Your objective: Return the entries below verbatim, starting with the line that contains "# point at: tree" and going on through the line that contains "x=243, y=40", with both of those lines included.

## start

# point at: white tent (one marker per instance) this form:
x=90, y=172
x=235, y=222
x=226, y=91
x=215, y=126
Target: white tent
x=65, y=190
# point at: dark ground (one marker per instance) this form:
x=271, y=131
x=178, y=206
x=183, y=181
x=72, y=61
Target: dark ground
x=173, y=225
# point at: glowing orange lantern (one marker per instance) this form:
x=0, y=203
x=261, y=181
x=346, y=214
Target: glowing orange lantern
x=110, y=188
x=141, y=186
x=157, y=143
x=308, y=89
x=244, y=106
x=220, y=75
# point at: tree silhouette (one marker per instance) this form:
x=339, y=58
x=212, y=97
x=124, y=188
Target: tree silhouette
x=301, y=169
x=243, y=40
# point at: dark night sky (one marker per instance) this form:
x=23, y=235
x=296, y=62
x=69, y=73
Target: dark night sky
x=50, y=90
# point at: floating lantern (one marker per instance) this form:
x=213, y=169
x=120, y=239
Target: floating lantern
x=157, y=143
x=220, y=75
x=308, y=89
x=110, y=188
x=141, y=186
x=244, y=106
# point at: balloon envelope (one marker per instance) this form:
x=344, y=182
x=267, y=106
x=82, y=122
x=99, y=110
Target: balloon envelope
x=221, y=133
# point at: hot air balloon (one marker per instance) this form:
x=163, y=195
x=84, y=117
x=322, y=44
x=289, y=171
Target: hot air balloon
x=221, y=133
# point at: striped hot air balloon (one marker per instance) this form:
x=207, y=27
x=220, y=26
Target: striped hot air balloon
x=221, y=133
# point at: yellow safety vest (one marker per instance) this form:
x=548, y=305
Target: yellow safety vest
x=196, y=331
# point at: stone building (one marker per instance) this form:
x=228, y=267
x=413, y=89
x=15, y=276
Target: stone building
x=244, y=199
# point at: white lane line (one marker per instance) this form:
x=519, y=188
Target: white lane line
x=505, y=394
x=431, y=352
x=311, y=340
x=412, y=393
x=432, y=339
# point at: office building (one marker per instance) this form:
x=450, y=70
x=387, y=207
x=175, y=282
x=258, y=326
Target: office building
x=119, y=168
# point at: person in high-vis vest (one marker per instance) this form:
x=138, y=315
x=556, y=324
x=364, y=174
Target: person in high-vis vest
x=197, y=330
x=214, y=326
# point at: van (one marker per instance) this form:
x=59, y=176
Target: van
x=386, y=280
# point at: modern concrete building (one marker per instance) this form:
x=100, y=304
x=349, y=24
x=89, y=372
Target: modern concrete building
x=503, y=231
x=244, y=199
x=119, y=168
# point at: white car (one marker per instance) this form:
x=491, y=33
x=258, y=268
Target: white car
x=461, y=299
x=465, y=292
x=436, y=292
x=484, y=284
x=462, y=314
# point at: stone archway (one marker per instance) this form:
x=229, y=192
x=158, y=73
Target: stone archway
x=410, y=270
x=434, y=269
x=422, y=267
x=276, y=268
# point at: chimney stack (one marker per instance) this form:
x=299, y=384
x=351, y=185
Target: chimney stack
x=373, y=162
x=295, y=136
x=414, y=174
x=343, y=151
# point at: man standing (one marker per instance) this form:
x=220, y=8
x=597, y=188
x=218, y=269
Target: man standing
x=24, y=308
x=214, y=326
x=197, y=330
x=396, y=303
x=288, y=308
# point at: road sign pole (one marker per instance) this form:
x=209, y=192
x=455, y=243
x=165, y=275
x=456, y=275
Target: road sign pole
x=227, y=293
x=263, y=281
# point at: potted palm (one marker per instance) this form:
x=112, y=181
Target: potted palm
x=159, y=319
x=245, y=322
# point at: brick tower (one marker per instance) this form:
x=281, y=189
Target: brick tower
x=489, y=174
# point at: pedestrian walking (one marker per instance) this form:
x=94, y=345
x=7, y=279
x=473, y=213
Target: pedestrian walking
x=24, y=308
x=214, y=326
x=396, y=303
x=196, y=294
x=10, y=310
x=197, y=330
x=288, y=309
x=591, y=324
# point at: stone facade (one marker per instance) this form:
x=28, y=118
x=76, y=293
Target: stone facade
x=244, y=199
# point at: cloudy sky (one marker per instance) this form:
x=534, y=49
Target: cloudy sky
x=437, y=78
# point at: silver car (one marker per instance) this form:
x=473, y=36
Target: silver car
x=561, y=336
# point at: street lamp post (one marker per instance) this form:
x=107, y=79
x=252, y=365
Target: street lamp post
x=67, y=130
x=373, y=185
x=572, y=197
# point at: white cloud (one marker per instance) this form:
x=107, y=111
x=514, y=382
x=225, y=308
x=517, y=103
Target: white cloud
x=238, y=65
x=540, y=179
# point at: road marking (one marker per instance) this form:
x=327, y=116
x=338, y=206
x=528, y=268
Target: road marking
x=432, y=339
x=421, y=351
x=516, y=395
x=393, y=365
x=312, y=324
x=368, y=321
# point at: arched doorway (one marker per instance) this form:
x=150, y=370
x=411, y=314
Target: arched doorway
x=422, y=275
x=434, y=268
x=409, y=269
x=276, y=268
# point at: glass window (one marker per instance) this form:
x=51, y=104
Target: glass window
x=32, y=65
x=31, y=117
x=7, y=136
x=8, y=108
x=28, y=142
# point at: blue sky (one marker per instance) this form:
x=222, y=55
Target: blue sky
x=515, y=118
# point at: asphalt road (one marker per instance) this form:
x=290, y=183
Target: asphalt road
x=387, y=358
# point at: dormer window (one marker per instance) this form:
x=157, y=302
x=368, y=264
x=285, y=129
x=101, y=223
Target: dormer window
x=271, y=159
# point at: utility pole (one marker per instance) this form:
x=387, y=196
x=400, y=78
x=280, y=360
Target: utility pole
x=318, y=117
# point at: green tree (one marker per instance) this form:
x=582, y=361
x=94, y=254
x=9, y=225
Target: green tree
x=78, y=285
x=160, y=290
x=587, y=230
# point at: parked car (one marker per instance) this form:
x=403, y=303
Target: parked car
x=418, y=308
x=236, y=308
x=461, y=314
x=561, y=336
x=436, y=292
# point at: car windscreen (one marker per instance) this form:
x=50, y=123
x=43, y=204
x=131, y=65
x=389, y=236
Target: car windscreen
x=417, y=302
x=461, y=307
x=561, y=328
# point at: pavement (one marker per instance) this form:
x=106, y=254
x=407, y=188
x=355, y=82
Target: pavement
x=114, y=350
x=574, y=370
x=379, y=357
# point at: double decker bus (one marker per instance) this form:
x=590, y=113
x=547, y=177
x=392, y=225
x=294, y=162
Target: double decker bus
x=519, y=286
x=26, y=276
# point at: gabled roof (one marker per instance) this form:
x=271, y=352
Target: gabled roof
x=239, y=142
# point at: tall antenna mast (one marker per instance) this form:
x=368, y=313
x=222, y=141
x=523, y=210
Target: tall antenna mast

## end

Task response:
# point at: tree silhouette (one marker per instance) this form:
x=339, y=58
x=212, y=97
x=124, y=188
Target: tree silhouette
x=301, y=169
x=243, y=40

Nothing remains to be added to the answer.